- [Segmentation mask data]:
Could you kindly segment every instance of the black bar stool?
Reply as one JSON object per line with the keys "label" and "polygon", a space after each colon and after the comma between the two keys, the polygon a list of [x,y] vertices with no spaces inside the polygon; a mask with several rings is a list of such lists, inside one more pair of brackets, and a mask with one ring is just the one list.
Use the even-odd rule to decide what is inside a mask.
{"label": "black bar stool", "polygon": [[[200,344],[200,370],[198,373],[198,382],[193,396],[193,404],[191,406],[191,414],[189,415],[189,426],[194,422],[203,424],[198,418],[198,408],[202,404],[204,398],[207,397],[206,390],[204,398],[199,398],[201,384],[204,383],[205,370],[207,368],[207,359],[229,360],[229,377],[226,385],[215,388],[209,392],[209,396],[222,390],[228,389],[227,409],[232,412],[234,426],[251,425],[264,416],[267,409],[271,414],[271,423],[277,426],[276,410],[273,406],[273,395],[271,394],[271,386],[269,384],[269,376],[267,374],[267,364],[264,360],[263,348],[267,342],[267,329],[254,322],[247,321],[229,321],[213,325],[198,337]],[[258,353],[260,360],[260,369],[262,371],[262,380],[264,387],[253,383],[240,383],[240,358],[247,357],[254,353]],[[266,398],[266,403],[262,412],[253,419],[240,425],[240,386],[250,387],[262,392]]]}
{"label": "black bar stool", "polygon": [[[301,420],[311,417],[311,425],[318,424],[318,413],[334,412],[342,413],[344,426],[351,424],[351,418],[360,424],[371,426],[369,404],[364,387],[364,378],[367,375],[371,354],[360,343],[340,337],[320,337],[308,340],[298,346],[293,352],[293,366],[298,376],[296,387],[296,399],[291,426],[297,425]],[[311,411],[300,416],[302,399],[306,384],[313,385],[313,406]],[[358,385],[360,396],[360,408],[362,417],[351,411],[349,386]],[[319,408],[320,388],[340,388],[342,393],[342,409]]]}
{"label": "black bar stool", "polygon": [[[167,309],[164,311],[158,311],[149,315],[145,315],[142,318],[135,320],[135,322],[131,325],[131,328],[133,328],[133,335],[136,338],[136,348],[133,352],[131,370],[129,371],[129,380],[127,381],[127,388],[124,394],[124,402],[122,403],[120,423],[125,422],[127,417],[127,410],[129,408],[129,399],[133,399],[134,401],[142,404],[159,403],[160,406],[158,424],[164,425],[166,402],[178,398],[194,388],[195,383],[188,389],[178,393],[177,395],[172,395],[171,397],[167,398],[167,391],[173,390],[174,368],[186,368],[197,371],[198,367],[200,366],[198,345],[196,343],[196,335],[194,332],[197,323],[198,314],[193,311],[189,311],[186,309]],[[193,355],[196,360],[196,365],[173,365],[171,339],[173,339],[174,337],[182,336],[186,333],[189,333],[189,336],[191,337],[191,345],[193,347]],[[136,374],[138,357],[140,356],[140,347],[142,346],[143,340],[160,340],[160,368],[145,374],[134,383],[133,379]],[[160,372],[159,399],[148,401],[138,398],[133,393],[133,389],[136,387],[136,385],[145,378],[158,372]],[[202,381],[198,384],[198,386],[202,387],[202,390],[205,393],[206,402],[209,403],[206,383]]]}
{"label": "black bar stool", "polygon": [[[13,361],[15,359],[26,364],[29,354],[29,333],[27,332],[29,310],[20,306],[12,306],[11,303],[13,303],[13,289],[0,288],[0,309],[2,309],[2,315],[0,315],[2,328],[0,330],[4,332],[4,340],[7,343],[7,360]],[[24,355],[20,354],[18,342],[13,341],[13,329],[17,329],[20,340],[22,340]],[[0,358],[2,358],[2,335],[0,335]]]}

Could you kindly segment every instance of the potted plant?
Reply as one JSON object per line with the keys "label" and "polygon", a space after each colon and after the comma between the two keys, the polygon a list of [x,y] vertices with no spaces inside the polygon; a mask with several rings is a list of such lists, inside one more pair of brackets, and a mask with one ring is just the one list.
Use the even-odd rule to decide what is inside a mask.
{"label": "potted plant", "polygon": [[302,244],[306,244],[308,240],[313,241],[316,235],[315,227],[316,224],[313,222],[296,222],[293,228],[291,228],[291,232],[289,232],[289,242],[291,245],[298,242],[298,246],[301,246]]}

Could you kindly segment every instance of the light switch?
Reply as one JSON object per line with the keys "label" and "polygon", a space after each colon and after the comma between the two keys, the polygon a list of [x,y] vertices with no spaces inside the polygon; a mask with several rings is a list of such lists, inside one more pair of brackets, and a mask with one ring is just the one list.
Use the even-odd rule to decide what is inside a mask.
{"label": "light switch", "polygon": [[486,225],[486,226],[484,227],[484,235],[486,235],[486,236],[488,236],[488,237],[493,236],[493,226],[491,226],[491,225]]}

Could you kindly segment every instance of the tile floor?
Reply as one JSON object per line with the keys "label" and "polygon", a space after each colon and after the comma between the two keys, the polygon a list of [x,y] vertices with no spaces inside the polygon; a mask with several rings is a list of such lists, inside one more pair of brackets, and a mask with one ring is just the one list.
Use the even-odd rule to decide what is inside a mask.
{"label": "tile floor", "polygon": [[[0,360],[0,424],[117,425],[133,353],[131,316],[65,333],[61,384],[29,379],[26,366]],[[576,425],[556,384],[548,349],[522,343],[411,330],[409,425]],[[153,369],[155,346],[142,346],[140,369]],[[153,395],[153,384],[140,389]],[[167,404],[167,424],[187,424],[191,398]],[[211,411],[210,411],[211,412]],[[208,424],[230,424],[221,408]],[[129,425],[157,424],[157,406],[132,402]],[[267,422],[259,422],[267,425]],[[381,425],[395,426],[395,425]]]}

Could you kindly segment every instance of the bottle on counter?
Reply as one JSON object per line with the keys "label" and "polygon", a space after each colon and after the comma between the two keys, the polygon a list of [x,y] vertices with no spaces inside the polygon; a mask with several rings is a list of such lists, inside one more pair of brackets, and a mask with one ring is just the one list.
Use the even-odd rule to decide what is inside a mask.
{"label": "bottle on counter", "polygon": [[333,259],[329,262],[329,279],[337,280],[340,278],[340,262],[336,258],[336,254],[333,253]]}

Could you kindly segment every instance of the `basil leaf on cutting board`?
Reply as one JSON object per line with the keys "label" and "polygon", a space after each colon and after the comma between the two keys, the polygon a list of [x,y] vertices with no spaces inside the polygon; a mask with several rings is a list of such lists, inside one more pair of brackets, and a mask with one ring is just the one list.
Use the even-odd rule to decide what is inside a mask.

- [Task to carry out]: Where the string "Could" turns up in a line of the data above, copy that whole line.

- [Result of the exercise]:
Could you kindly segment every instance of the black bar stool?
Could you kindly segment every instance of the potted plant?
Could you kindly segment every instance of the light switch?
Could you kindly segment every instance of the tile floor?
Could you kindly segment every instance of the bottle on counter?
Could you kindly segment every instance of the `basil leaf on cutting board`?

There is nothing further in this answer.